Referring expression data
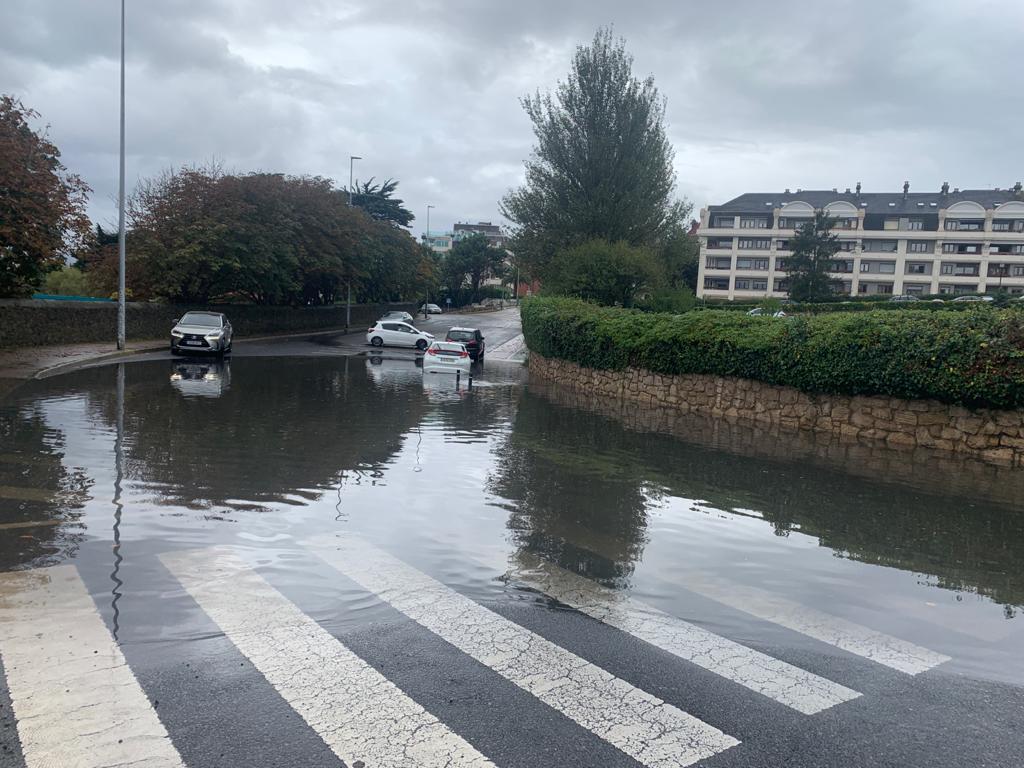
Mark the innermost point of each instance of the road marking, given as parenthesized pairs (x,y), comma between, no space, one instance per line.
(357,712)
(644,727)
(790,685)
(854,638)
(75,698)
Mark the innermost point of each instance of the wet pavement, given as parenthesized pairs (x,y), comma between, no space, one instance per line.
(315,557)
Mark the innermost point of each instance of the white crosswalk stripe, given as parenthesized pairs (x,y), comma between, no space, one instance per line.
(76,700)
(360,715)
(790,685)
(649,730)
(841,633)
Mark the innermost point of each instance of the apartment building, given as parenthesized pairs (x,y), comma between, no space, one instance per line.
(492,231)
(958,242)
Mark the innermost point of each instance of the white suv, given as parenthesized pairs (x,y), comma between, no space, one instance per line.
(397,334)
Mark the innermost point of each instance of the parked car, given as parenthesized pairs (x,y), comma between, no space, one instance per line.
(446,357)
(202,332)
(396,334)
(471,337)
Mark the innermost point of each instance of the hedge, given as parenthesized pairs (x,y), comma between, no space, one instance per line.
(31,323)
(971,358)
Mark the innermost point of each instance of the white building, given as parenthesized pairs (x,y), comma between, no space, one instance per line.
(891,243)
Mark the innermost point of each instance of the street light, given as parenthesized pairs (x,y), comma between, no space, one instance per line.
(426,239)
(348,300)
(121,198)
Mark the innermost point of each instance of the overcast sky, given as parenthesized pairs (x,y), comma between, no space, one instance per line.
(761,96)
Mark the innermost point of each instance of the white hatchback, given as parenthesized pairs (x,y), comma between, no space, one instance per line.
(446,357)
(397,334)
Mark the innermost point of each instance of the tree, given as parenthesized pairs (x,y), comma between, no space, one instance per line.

- [Exercise brief]
Output the lines above in full and exactly. Leave out every picture.

- [Solution to this task]
Mark the innermost point of each instance of the road marking, given as parenthesized pairs (x,y), comma between, no space, one instance per line.
(357,712)
(644,727)
(790,685)
(854,638)
(75,698)
Mark the innermost point of each instance of the wet pavement, given as parenthesized pairs (x,y), comma between, no space, one instance per line.
(315,557)
Mark the innermost point of each instance of the white crosswalk stripe, given as parenthesized pairs (x,y), comma between, no space, one instance per line.
(76,700)
(360,715)
(790,685)
(649,730)
(841,633)
Mark the innermost point of each instance of the apartment building, given as parenthesized pairs (x,y), comma between, no space, one instance per line.
(492,231)
(958,242)
Mark the innermost point of each instance of the white suv, given as parenthesized pairs (x,y), comma between, no space, one instance per line.
(397,334)
Mark the innermost point of each instance of the parked car, given as parenthesized pairs (x,y), comma between, no space, one instance per line.
(446,357)
(202,332)
(396,334)
(471,337)
Mark the innermost point of each instance of the hedge, given as parenthesized pairs (x,y), comma between, no space, one instance per line.
(31,323)
(971,358)
Mark the innermost point of each instance of the white building, given as parenthesized pairs (x,y), comma between, no space, one instance per line.
(891,243)
Mark the innermost point of each instance of the street light, given as parenthesized pairs (x,y), comma between, no space, one instance per line.
(426,239)
(348,300)
(121,198)
Mark the innermost point of each instance of the overcast sky, given as parenthesized pairs (x,y), comma between, no space, one instance per line.
(761,96)
Mark the innermost point of each instance of the white hatchback, given as parenthesized pairs (x,y), comma between, no space, one instance per line.
(446,357)
(397,334)
Mark the innermost point of each instance of the tree, given as parenthesized pairs (x,y), comma between, no space, one instance per line.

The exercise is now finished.